--- DATA PROVIDED ---
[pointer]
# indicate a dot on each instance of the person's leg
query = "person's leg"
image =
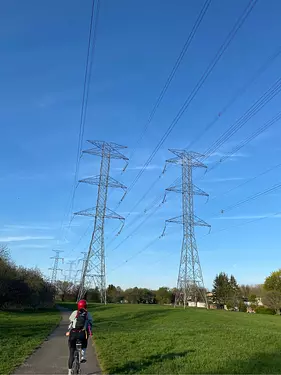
(72, 347)
(84, 347)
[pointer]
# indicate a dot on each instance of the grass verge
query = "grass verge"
(21, 333)
(139, 339)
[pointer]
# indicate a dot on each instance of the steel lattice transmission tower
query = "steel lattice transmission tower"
(94, 266)
(55, 268)
(190, 279)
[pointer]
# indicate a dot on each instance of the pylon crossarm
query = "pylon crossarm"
(176, 220)
(198, 191)
(200, 223)
(174, 161)
(124, 195)
(122, 226)
(109, 214)
(126, 166)
(175, 189)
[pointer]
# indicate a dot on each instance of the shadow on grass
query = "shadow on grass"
(136, 366)
(260, 363)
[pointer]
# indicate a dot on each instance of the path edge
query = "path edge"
(38, 346)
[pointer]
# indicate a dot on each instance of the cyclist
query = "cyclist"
(79, 328)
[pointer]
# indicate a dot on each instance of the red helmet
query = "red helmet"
(82, 304)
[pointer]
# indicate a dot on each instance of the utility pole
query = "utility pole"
(70, 270)
(55, 268)
(190, 279)
(94, 268)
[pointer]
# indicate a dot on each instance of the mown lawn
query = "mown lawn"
(139, 339)
(21, 333)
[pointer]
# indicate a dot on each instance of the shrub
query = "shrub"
(264, 310)
(242, 307)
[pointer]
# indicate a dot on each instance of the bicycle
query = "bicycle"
(76, 369)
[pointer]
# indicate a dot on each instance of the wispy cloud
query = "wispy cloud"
(151, 167)
(225, 179)
(248, 217)
(27, 226)
(125, 213)
(31, 246)
(221, 154)
(24, 238)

--- WORK ITEM ---
Without the pictures, retype all of the data above exactly.

--- SOLUTION FOR THIS PROBLEM ---
[pointer]
# indicate a dot on each instance of the person's leg
query = "person's leg"
image =
(72, 347)
(84, 347)
[pointer]
# indicate a dot on each instance of the grass verge
query = "grass verge"
(21, 333)
(139, 339)
[pointer]
# indicate a dot on each instance of the steel lattice transmission tower
query = "steel lattice transmission tower"
(94, 266)
(55, 268)
(190, 279)
[pointer]
# indicate a dot on each instance of the pylon crossarm
query = "pylon crossarm"
(176, 220)
(198, 191)
(200, 223)
(174, 161)
(124, 195)
(122, 226)
(109, 214)
(126, 166)
(175, 189)
[pointer]
# indicate a dot on each instance of the shadow on grass
query = "shadow on grass"
(136, 366)
(260, 363)
[pointer]
# indicate a dot on each instance of the path edge
query = "path edge"
(38, 346)
[pointer]
# indicate a dot on each instance of the cyclist
query = "cyclist"
(79, 328)
[pointer]
# indicate a dot on each instance of the red helmet
query = "red helmet"
(82, 304)
[pointer]
# indicate a dot on each instance of the utility pole
query = "utility pole"
(70, 270)
(55, 268)
(190, 279)
(94, 268)
[pointer]
# indicate a dot on each instance of the mown lawn
query = "mown lawn"
(139, 339)
(21, 333)
[pointer]
# indicate a dot on each instance of the shrub
query = "shrub"
(264, 310)
(242, 307)
[pointer]
# indicate a dot on each instance of the bicycle
query = "bicycle"
(76, 369)
[pointer]
# indicate a dot on each instance of the wispy cloud
query = "wispy cloud"
(151, 167)
(225, 179)
(248, 217)
(27, 226)
(125, 213)
(31, 246)
(221, 154)
(24, 238)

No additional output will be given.